**What you have to do:**
Copy out the listing below with "pixel coordinates" swapped for "image coordinates" wherever it occurs, keeping every other word the same. Leave the pictures out of your copy.

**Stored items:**
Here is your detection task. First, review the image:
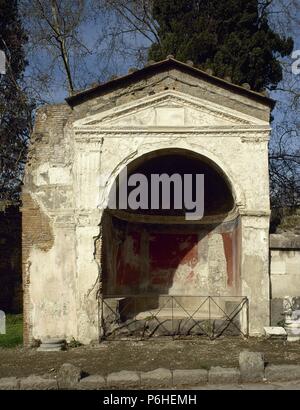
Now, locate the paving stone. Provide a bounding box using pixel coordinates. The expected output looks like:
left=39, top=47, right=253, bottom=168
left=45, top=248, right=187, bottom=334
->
left=20, top=375, right=58, bottom=390
left=173, top=369, right=208, bottom=386
left=239, top=351, right=265, bottom=383
left=265, top=364, right=300, bottom=382
left=57, top=363, right=82, bottom=390
left=141, top=368, right=172, bottom=388
left=106, top=370, right=141, bottom=388
left=0, top=377, right=19, bottom=390
left=208, top=366, right=240, bottom=384
left=264, top=326, right=287, bottom=339
left=78, top=375, right=106, bottom=390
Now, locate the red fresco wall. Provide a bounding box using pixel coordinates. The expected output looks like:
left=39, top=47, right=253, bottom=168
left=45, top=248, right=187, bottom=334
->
left=107, top=219, right=239, bottom=295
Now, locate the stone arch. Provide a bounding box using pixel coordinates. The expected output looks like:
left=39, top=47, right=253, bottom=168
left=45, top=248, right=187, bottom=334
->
left=99, top=141, right=246, bottom=212
left=100, top=147, right=240, bottom=310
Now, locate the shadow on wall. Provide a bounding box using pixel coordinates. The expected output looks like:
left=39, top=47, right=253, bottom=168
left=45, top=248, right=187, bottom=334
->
left=101, top=150, right=240, bottom=326
left=0, top=206, right=22, bottom=313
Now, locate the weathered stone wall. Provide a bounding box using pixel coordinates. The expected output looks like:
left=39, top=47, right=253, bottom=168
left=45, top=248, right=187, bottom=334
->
left=0, top=206, right=22, bottom=313
left=103, top=215, right=240, bottom=296
left=22, top=62, right=270, bottom=344
left=270, top=232, right=300, bottom=325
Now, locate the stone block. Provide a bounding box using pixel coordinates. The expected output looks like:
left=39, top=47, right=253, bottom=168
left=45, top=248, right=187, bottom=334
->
left=173, top=369, right=208, bottom=386
left=106, top=370, right=140, bottom=389
left=0, top=377, right=19, bottom=390
left=264, top=326, right=287, bottom=339
left=20, top=375, right=58, bottom=390
left=141, top=368, right=172, bottom=388
left=77, top=375, right=106, bottom=390
left=208, top=366, right=240, bottom=384
left=265, top=364, right=300, bottom=382
left=57, top=363, right=82, bottom=390
left=239, top=351, right=265, bottom=383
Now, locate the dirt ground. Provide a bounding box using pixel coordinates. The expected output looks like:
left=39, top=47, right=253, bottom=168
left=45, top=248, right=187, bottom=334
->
left=0, top=337, right=300, bottom=377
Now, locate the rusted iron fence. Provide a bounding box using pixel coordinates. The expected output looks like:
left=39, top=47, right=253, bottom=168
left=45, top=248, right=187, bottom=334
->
left=100, top=294, right=248, bottom=340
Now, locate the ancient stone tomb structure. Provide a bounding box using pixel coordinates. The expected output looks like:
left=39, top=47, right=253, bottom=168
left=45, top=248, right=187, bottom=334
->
left=22, top=58, right=272, bottom=344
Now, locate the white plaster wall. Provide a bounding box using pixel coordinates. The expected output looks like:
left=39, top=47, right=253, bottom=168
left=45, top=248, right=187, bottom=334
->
left=25, top=89, right=270, bottom=343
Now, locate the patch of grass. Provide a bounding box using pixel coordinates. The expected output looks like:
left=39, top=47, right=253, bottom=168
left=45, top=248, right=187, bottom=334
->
left=0, top=315, right=23, bottom=347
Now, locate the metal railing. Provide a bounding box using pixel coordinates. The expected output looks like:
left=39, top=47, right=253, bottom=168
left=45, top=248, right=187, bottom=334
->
left=100, top=294, right=248, bottom=340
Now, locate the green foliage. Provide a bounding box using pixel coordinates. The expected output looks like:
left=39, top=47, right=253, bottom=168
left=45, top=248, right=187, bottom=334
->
left=0, top=0, right=32, bottom=200
left=149, top=0, right=293, bottom=91
left=0, top=315, right=23, bottom=348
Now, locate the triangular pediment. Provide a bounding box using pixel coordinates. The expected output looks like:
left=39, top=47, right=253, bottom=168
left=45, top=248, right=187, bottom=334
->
left=74, top=90, right=268, bottom=129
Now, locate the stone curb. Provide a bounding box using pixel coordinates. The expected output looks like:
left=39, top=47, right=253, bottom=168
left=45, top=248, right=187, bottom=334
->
left=0, top=365, right=300, bottom=390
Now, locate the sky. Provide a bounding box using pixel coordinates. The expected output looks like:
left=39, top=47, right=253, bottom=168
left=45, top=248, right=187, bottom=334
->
left=22, top=0, right=300, bottom=155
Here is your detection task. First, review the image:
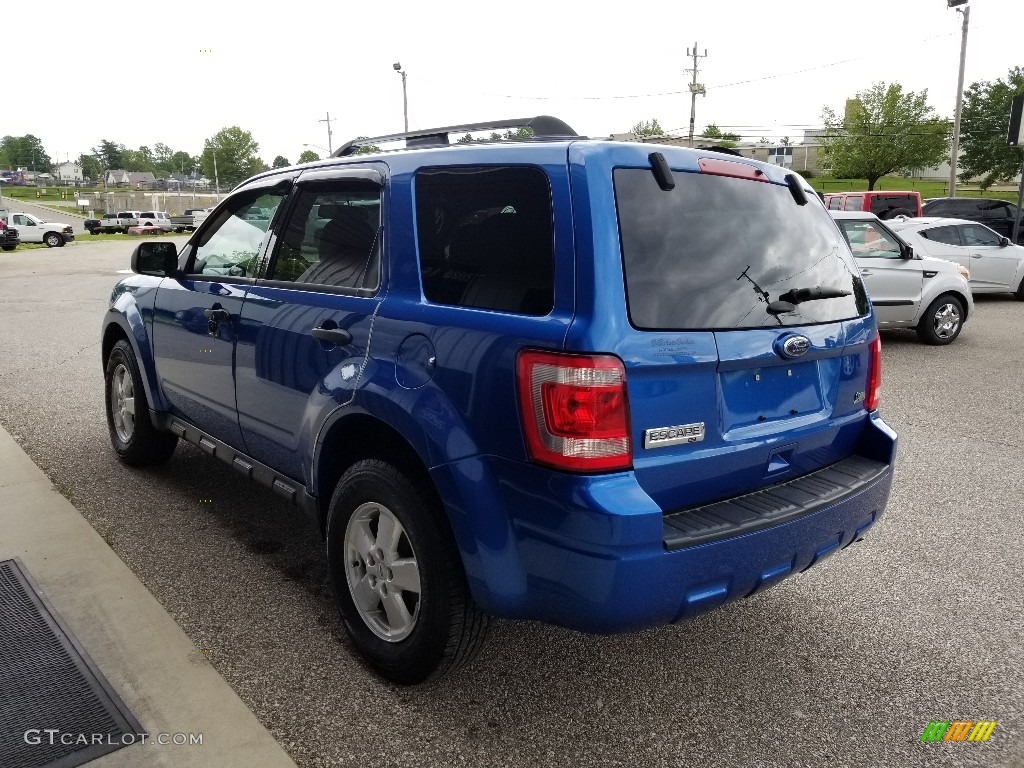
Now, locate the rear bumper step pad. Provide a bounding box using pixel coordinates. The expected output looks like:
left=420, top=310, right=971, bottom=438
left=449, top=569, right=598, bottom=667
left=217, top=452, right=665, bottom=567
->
left=664, top=456, right=889, bottom=550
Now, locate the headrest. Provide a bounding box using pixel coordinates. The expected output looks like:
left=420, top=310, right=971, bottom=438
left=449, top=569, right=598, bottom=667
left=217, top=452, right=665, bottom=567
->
left=449, top=213, right=551, bottom=272
left=319, top=206, right=377, bottom=257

**Finished task:**
Here is your detection task. First, review the image:
Now, locate the paving stone. Provide a bounding box using image coordinates. The expected output looks like:
left=39, top=47, right=253, bottom=168
left=45, top=248, right=187, bottom=334
->
left=20, top=375, right=58, bottom=390
left=173, top=369, right=208, bottom=386
left=239, top=351, right=265, bottom=383
left=265, top=364, right=300, bottom=382
left=57, top=363, right=82, bottom=390
left=141, top=368, right=172, bottom=388
left=106, top=370, right=141, bottom=388
left=0, top=377, right=19, bottom=390
left=208, top=366, right=240, bottom=384
left=264, top=326, right=287, bottom=339
left=78, top=375, right=106, bottom=390
Now, locate the red fresco wall. Provide a bounding box using image coordinates. The expected output looks like:
left=39, top=47, right=253, bottom=168
left=45, top=248, right=187, bottom=334
->
left=107, top=219, right=239, bottom=295
Now, locate the stone arch. Provide a bounding box using image coordinates. The expected output looks like:
left=39, top=47, right=253, bottom=168
left=45, top=248, right=187, bottom=334
->
left=99, top=141, right=246, bottom=212
left=100, top=147, right=240, bottom=310
Now, locate the shadow on wall. Provide a bounding box using image coordinates. The expected output looks like:
left=39, top=47, right=253, bottom=168
left=45, top=248, right=187, bottom=334
->
left=101, top=150, right=240, bottom=326
left=0, top=206, right=22, bottom=313
Now, locate the weathered stone wall. Provide a bounding box using image coordinates. The expected output looks like:
left=39, top=47, right=253, bottom=168
left=45, top=248, right=187, bottom=334
->
left=0, top=206, right=22, bottom=313
left=103, top=215, right=240, bottom=296
left=22, top=62, right=270, bottom=344
left=270, top=232, right=300, bottom=325
Now, locate the stone block. Provide a bounding box using image coordinates. The expected output looks like:
left=39, top=47, right=253, bottom=168
left=45, top=248, right=187, bottom=334
->
left=173, top=369, right=208, bottom=386
left=106, top=370, right=140, bottom=389
left=0, top=377, right=19, bottom=390
left=264, top=326, right=287, bottom=339
left=20, top=375, right=58, bottom=390
left=141, top=368, right=172, bottom=388
left=77, top=375, right=106, bottom=390
left=208, top=366, right=240, bottom=384
left=265, top=364, right=300, bottom=382
left=57, top=363, right=82, bottom=390
left=239, top=351, right=265, bottom=383
Now, locate the dirt ground. Provide a bounding box using image coordinates. The expected output looks like:
left=39, top=47, right=253, bottom=168
left=45, top=248, right=187, bottom=334
->
left=0, top=337, right=300, bottom=377
Now, locate the rusted iron fence. Provide a bounding box using image coordinates. The expected output looks like:
left=39, top=47, right=253, bottom=168
left=45, top=248, right=187, bottom=334
->
left=100, top=294, right=248, bottom=340
Now, locate the ancient stone tomb structure. Provide a bounding box using image coordinates. The expected output looks like:
left=39, top=47, right=253, bottom=168
left=45, top=248, right=187, bottom=334
->
left=22, top=58, right=272, bottom=344
Now, locate the white plaster wall. Provide a bounding box using image coordinates. The expected output looks like:
left=39, top=47, right=253, bottom=168
left=45, top=248, right=187, bottom=334
->
left=25, top=89, right=270, bottom=343
Now, locate the patch of grass. Provide a bounding box using image coordinates. The expected output looks like:
left=39, top=47, right=253, bottom=168
left=45, top=248, right=187, bottom=334
->
left=0, top=315, right=23, bottom=347
Now, locate the metal railing. Provide a bounding box using image coordinates. The expected output looks like:
left=39, top=47, right=253, bottom=168
left=45, top=248, right=187, bottom=334
->
left=100, top=294, right=248, bottom=340
Now, locate the green foliage. Provide a bounding box using image coordinates. The expected output looks like:
left=39, top=47, right=253, bottom=168
left=45, top=248, right=187, bottom=334
->
left=0, top=0, right=32, bottom=200
left=149, top=0, right=293, bottom=91
left=0, top=315, right=23, bottom=348
Now, locate the triangular pediment. Provide a bounding box using image coordinates. The expected output looks like:
left=39, top=47, right=253, bottom=168
left=45, top=248, right=187, bottom=334
->
left=74, top=90, right=268, bottom=129
Now, locate the stone curb. Provide a bounding box using image coordinates. The expected output looks like:
left=39, top=47, right=253, bottom=168
left=45, top=248, right=187, bottom=334
->
left=0, top=365, right=300, bottom=390
Now, locate the sky. Provide a bounding box using image coordinates. The expected output looks like:
left=39, top=47, right=253, bottom=168
left=45, top=248, right=187, bottom=334
->
left=22, top=0, right=300, bottom=155
Here is your detection task. First, review the image:
Now, locate the rear bumper step pad. Provide a bounding box using image coordinates. The expected output looks like:
left=420, top=310, right=971, bottom=438
left=449, top=569, right=598, bottom=667
left=217, top=452, right=665, bottom=567
->
left=664, top=456, right=889, bottom=550
Now, locate the headrest. Provide a bounding box using image coordinates. The expected output looks like:
left=420, top=310, right=971, bottom=438
left=449, top=569, right=598, bottom=667
left=217, top=452, right=665, bottom=567
->
left=449, top=213, right=551, bottom=272
left=319, top=206, right=377, bottom=257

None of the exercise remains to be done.